Short problem :: List each line of the data below that contains the word "standing", matching capitalization exactly.

Provided information ::
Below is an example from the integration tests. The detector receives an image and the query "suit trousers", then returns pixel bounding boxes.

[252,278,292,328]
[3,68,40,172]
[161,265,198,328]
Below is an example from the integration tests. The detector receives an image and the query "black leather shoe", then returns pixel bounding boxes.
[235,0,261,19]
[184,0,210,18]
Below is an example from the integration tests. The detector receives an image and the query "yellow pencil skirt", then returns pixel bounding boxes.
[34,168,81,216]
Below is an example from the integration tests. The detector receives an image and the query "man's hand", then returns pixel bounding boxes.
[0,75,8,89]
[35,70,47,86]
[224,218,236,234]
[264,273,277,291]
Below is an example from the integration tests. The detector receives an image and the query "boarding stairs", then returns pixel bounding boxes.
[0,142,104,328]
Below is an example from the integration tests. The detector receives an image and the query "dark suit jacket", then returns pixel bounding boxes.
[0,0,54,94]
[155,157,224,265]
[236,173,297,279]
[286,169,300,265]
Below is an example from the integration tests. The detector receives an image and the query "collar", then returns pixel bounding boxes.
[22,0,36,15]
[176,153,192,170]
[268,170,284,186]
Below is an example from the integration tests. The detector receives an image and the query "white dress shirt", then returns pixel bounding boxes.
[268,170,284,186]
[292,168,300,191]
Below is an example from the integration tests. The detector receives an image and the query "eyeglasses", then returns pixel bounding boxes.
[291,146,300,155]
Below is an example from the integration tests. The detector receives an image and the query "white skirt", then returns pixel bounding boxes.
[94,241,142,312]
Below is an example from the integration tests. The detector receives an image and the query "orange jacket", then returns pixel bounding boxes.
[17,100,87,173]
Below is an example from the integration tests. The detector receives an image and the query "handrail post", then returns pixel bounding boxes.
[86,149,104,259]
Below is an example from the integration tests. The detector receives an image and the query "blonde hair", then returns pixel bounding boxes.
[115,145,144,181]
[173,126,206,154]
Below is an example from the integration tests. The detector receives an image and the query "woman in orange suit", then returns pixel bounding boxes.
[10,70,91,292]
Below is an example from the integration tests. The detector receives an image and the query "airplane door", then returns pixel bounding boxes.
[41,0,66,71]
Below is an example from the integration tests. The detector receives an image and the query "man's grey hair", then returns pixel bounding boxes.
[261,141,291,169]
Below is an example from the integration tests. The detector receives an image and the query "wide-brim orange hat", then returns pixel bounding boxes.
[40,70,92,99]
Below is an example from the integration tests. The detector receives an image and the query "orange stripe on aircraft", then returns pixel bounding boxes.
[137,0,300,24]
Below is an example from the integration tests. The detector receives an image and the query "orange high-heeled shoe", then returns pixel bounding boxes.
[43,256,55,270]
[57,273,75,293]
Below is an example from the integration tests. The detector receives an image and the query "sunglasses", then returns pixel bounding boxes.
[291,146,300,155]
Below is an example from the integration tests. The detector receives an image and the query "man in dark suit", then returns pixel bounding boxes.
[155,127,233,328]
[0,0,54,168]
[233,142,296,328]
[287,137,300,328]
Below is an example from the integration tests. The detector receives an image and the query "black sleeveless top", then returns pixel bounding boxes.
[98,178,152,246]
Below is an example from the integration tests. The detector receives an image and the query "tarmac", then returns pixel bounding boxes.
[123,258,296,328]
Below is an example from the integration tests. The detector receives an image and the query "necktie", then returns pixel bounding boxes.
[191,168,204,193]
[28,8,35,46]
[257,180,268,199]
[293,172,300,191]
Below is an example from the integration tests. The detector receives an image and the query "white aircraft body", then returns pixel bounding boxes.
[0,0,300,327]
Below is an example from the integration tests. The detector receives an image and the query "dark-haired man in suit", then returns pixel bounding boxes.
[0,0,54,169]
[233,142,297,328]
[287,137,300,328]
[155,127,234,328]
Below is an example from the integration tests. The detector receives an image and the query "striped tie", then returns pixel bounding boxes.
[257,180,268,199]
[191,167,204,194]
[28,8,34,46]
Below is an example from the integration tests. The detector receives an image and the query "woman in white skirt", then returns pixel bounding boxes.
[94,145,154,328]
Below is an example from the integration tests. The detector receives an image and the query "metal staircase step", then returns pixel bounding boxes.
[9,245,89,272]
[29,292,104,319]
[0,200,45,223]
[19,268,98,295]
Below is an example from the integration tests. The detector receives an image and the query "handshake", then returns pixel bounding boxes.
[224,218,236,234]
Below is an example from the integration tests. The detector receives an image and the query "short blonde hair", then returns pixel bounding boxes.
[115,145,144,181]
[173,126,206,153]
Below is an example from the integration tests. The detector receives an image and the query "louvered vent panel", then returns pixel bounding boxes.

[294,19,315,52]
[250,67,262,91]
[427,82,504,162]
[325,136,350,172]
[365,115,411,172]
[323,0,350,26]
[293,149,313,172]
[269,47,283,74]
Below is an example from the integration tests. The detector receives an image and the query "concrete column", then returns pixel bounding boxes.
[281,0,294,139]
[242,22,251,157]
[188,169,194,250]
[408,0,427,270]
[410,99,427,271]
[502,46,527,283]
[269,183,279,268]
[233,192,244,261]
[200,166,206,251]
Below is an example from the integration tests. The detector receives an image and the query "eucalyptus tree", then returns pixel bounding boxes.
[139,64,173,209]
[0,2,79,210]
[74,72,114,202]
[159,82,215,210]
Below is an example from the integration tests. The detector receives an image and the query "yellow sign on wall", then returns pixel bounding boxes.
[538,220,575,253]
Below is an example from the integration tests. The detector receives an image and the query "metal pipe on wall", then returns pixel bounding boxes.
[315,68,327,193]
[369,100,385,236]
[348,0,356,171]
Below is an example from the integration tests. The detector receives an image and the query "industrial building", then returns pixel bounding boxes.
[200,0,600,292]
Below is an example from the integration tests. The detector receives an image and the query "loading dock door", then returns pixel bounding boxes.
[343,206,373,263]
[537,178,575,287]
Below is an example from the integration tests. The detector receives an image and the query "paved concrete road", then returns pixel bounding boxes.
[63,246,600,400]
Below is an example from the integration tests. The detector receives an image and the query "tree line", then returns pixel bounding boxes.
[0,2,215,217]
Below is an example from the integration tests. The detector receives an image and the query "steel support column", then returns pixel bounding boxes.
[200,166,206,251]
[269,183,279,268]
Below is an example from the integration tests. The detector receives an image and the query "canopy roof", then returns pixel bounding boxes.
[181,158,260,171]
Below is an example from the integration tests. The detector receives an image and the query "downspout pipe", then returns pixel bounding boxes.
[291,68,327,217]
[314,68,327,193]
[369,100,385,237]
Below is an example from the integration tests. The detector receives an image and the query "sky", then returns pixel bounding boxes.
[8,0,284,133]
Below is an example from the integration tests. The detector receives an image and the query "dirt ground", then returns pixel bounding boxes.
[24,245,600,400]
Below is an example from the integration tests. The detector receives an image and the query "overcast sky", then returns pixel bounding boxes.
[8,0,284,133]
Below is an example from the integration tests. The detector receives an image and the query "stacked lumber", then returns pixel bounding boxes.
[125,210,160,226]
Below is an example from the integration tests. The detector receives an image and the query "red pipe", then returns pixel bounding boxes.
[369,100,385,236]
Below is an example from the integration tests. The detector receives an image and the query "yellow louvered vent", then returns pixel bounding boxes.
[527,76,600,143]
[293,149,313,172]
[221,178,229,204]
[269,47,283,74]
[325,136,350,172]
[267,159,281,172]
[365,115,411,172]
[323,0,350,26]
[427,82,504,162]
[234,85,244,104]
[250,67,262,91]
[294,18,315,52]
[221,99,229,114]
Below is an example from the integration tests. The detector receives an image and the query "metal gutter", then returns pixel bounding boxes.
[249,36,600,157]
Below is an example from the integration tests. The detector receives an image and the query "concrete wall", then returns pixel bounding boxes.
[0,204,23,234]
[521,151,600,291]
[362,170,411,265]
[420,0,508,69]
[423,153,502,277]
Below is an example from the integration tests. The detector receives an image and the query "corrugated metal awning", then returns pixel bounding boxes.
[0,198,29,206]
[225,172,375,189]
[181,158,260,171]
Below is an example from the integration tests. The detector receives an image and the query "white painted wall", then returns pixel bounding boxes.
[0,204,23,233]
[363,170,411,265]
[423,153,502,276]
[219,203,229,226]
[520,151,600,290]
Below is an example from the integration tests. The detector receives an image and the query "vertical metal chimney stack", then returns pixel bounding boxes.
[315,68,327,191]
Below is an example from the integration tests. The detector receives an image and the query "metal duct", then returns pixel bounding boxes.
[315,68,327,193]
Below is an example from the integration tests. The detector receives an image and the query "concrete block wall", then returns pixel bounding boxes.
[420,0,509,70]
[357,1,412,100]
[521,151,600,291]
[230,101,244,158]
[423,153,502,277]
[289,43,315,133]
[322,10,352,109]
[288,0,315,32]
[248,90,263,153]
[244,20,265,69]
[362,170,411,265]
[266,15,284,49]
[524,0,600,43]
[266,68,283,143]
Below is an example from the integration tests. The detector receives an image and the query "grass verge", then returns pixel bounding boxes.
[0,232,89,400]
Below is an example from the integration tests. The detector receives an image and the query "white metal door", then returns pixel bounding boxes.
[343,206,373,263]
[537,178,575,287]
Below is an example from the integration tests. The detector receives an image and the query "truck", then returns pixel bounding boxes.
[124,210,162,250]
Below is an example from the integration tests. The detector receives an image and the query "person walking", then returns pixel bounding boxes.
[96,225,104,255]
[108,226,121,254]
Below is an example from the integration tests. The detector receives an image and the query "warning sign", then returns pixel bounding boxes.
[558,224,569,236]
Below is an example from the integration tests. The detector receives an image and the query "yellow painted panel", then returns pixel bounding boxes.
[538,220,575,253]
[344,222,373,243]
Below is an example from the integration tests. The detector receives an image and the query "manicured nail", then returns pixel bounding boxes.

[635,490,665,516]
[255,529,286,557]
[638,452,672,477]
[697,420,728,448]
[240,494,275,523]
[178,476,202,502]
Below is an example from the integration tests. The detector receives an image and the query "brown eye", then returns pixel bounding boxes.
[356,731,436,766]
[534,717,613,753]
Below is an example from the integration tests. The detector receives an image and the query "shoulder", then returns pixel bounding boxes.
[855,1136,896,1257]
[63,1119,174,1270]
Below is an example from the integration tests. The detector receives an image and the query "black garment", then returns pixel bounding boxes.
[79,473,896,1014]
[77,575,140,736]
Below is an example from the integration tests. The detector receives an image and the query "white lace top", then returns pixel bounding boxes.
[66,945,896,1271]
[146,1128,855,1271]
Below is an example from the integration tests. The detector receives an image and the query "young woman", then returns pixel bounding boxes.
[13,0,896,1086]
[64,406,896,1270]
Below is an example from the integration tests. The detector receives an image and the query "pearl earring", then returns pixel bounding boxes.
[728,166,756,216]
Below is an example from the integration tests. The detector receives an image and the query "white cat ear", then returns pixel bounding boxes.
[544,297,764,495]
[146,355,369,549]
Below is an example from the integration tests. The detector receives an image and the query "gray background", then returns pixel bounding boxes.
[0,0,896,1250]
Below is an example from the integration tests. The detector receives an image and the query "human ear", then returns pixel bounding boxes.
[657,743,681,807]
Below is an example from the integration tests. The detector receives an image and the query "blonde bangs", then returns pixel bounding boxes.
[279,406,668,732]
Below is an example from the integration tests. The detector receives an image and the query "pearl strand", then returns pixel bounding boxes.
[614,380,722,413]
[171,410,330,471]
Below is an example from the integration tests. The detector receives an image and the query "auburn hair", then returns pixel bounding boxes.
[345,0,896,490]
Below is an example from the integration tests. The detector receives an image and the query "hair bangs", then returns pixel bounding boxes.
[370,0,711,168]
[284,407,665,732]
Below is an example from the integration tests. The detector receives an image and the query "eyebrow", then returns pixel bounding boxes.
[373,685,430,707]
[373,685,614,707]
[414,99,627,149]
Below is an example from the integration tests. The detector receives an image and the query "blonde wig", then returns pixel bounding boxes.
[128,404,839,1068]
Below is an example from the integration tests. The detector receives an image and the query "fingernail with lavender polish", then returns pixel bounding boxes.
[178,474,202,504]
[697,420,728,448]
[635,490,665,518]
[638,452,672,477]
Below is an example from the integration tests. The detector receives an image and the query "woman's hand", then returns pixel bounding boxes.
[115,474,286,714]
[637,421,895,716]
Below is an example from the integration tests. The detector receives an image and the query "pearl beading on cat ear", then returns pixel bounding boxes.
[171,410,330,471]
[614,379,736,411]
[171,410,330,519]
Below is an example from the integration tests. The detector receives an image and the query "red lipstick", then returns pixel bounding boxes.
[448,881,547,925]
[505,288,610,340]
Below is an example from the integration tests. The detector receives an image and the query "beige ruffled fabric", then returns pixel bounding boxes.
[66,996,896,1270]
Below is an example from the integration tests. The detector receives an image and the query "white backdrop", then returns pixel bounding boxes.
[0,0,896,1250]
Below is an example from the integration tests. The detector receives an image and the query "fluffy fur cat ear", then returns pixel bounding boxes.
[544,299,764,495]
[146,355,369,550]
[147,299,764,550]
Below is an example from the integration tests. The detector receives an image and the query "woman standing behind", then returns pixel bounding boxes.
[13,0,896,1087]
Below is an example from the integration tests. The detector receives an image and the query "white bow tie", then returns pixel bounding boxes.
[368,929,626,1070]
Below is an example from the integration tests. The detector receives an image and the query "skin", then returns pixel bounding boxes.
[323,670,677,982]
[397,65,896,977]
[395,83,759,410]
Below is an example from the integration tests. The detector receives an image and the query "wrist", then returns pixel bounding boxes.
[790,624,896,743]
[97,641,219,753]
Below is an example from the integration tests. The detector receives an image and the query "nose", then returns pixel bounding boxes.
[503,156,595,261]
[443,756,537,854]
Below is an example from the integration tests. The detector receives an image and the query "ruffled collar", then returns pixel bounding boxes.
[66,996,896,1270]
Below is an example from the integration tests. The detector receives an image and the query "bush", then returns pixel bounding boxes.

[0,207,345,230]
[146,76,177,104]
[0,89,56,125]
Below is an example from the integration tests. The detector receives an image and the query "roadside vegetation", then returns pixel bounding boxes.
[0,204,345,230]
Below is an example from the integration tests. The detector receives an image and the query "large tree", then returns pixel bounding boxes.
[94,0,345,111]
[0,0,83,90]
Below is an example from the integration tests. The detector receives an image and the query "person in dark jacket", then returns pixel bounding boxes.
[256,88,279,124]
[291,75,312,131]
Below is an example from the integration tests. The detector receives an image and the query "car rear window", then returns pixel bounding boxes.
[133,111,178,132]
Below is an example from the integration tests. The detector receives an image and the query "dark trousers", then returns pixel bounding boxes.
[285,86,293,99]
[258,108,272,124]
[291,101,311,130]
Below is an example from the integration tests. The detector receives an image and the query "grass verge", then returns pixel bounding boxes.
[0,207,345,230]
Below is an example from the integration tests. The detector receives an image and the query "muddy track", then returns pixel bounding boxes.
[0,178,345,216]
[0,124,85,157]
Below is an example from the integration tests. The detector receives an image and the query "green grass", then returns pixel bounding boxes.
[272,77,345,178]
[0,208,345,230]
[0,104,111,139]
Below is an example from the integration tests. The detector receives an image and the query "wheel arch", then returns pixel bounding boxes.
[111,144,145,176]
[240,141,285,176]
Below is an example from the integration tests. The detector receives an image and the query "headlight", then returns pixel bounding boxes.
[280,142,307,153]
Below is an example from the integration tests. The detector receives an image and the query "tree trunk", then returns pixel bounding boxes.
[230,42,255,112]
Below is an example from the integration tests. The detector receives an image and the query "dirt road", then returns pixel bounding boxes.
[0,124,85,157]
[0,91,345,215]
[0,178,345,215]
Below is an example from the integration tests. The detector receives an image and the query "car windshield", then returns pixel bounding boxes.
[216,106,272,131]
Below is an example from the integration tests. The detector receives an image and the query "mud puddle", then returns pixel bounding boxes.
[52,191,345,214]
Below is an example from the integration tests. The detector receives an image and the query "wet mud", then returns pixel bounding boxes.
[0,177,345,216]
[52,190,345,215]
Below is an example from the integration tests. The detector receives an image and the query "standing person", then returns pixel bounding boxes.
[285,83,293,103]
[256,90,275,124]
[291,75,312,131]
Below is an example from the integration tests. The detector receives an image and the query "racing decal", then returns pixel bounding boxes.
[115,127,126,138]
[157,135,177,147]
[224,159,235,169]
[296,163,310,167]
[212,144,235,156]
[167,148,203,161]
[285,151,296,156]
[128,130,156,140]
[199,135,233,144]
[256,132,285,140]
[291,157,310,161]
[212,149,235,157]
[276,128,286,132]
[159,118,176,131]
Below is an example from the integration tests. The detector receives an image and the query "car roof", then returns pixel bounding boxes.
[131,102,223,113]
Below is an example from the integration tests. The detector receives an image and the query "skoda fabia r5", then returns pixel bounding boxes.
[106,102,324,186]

Task answer ::
Below is an example from the integration tests. The detector receives an image and the query "woman standing behind", then returns pixel bounding boxes.
Below is an example from the integration tests. The detector receives an image and the query "standing person", then returns pixel bounding boxes.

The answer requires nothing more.